→ **THE REQUEST**
Reproduce the listing verbatim.

→ **SUPPLIED RECORDS**
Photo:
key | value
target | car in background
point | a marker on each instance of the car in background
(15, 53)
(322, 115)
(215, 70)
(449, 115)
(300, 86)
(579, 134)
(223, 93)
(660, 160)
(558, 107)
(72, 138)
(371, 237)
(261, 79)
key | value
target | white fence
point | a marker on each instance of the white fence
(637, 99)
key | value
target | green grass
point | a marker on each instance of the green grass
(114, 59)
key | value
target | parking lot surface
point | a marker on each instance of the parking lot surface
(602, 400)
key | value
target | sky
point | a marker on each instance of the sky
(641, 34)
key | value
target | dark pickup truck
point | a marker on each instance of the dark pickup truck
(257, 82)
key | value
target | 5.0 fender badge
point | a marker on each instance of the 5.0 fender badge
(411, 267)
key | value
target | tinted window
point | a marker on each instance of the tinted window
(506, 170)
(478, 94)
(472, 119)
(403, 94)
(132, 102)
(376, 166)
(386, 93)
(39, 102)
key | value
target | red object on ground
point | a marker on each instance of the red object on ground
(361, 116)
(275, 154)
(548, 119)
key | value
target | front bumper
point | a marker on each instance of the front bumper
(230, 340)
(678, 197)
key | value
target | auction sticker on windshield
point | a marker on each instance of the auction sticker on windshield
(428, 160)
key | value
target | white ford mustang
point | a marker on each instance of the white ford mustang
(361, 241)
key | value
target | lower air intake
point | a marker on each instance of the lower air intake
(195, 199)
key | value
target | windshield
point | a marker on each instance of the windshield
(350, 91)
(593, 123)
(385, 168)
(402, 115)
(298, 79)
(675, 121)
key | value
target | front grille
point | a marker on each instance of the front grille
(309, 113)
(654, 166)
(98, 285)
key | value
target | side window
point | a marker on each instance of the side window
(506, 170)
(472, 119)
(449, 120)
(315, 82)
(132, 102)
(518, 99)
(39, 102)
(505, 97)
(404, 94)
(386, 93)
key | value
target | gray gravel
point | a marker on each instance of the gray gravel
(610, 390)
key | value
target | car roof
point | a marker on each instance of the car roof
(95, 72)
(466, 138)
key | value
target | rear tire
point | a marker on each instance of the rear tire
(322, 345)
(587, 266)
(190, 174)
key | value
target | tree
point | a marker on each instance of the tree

→ **TASK RESPONSE**
Photo:
key | value
target | car in background
point | a marker on each instance of the car in background
(15, 53)
(322, 115)
(215, 70)
(449, 115)
(300, 86)
(579, 134)
(223, 93)
(660, 160)
(558, 107)
(72, 138)
(371, 237)
(261, 79)
key | value
target | white fence
point | a marker on each instance of the white fence
(637, 99)
key | value
target | green grass
point | a marker on each instance of the green grass
(114, 59)
key | value
target | parking lot surface
point | a marker on each instance of the parking lot surface
(602, 400)
key | value
target | sky
point | a marker on each instance of the sky
(641, 34)
key | value
target | dark pickup truck
point | a marker on each instance of the dark pickup truck
(257, 82)
key | value
target | 5.0 fender badge
point | a marker on each instance of the 5.0 fender badge
(411, 267)
key | value
target | tinted window
point | a marker on each instance of the tinted window
(506, 170)
(478, 94)
(472, 119)
(403, 94)
(132, 102)
(376, 166)
(386, 93)
(39, 102)
key | value
target | red object on ground
point | a marker on each instance of the red object on ground
(361, 116)
(275, 154)
(548, 119)
key | value
target | front bumper
point | a marker on each instance of the front bumper
(230, 340)
(678, 197)
key | value
target | auction sticker on windshield
point | a marker on each instance of the auction sticker on windshield
(428, 160)
key | value
target | white ford mustang
point | a marker on each instance of the white ford mustang
(361, 241)
key | value
target | lower air intake
point | a marker on each instance of the lower air intake
(195, 199)
key | value
target | windshield
point | a marker on each instance of the windshield
(350, 91)
(593, 123)
(385, 168)
(402, 115)
(298, 79)
(675, 121)
key | value
target | front grille
point | a marker on each instance of the front grille
(309, 113)
(654, 166)
(98, 285)
key | value
target | side window
point | a marker on each instance of the side window
(506, 170)
(472, 119)
(449, 120)
(315, 82)
(132, 102)
(518, 99)
(39, 102)
(505, 97)
(404, 94)
(386, 93)
key | value
target | gray gravel
point | a marker on each instance of the gray gravel
(610, 390)
key | value
target | car roof
point | a marker on each instance of the car roof
(95, 72)
(466, 138)
key | value
target | rear tire
point | a marker on each instance of the rear tire
(322, 345)
(587, 266)
(190, 174)
key | value
target | tree
point | a marker on each instance of the tree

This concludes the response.